Point localization data:
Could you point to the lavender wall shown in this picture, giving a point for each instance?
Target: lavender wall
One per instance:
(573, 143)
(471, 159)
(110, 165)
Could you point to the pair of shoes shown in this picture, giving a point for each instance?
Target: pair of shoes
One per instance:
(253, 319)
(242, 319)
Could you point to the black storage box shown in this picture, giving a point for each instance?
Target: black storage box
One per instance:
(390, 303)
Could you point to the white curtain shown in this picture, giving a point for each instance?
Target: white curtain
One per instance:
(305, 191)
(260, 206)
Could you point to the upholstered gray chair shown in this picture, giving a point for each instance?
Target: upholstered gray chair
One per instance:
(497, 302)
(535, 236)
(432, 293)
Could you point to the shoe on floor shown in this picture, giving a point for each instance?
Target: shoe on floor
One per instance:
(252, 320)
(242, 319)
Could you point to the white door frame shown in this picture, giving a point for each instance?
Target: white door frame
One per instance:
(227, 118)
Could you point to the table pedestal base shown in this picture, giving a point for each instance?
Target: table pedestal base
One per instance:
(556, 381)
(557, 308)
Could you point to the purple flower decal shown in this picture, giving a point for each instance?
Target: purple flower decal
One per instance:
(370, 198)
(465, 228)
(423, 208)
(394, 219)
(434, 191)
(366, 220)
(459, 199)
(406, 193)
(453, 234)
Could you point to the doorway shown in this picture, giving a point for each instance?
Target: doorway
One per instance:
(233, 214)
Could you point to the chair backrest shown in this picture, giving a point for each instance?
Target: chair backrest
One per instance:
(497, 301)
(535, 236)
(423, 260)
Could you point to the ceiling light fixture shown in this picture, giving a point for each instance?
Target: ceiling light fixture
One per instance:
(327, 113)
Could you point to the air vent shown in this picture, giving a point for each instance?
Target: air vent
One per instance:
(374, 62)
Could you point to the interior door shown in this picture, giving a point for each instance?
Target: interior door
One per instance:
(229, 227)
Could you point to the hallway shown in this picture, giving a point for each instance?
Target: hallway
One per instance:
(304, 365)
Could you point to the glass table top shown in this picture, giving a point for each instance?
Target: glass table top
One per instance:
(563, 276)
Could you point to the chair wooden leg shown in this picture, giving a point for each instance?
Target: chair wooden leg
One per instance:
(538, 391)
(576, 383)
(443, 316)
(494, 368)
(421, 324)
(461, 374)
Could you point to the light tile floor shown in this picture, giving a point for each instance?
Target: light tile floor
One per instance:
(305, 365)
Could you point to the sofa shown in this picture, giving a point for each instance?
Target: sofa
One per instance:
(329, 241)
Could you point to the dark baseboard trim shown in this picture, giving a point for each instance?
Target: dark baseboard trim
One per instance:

→ Problem
Whatever appears in the records must be returned exactly.

→ Your solution
Could you point to the lavender wall shown in this picture, giving a point for each instance?
Target: lavender wall
One per instance:
(573, 143)
(471, 159)
(110, 165)
Could you point to the pair of shoes shown in this picture, giving a point for each instance?
Target: pair of shoes
One per instance:
(253, 319)
(242, 319)
Could you point to the black storage box shown in this picture, giving a point for each instance?
Target: black storage box
One per instance:
(390, 303)
Could you point to the white curtain shown in this picture, giving a point for each instance?
Target: white curtain
One per instance:
(305, 191)
(260, 206)
Could you point to the upholstered gray chair shown in this picture, giving a point for each instance?
Target: upholstered gray chair
One per instance:
(497, 302)
(535, 236)
(432, 293)
Could you point to the shoe on floor shown in this picture, giving a point for each instance?
Target: shoe on floor
One per instance:
(252, 320)
(242, 319)
Could you point to the white door frame shown in this picture, giving a point for each instance?
Target: white door frame
One per instance:
(227, 118)
Could you point to the table pedestal base shown in this picture, giving a point for each instance?
Target: table pedestal base
One per instance:
(556, 381)
(557, 308)
Could you point to the purple flower decal shown in this picture, giving a point for each instance?
Target: purple flower decal
One per instance:
(370, 198)
(465, 228)
(423, 208)
(394, 219)
(434, 191)
(366, 220)
(459, 199)
(406, 193)
(453, 234)
Could you point to the doorway shown in this picture, giving a point for each instance?
Target: doorway
One per instance:
(233, 214)
Could you point to the chair backrest shown in this picture, giving a point for each instance?
Target: chair backrest
One per instance:
(497, 301)
(535, 236)
(423, 260)
Could you point to the ceiling light fixture shown in this picture, giving a point for each instance?
Target: ceiling light fixture
One per instance:
(327, 113)
Could you point to the air vent shown in this picture, giving a point for each instance?
Target: air vent
One per instance:
(374, 62)
Could you point to the interior door shown in this picture, giving a point for each instance?
Target: interior door
One per instance:
(229, 227)
Could you point to the hallway shown in this picture, giving a point for each instance?
Target: hallway
One per instance:
(304, 365)
Could you point to the glass table top shown in this picture, giving a point for each instance?
Target: glass table top
One per instance:
(563, 276)
Could you point to the chair wooden leg shown in this picture, giving a point for each instance?
Target: chair wooden leg
One per instance:
(538, 391)
(576, 383)
(443, 316)
(494, 368)
(421, 324)
(461, 374)
Could you point to the light tile floor shown in this picture, giving a point for each instance?
Target: light tile floor
One per instance:
(305, 365)
Could you point to the sofa shown in this picture, giving a point for each instance?
Target: sofa
One per instance:
(329, 241)
Could you point to the dark baseboard trim shown in this picture, giving a point for each instance?
Target: dark baseboard trim
One per instance:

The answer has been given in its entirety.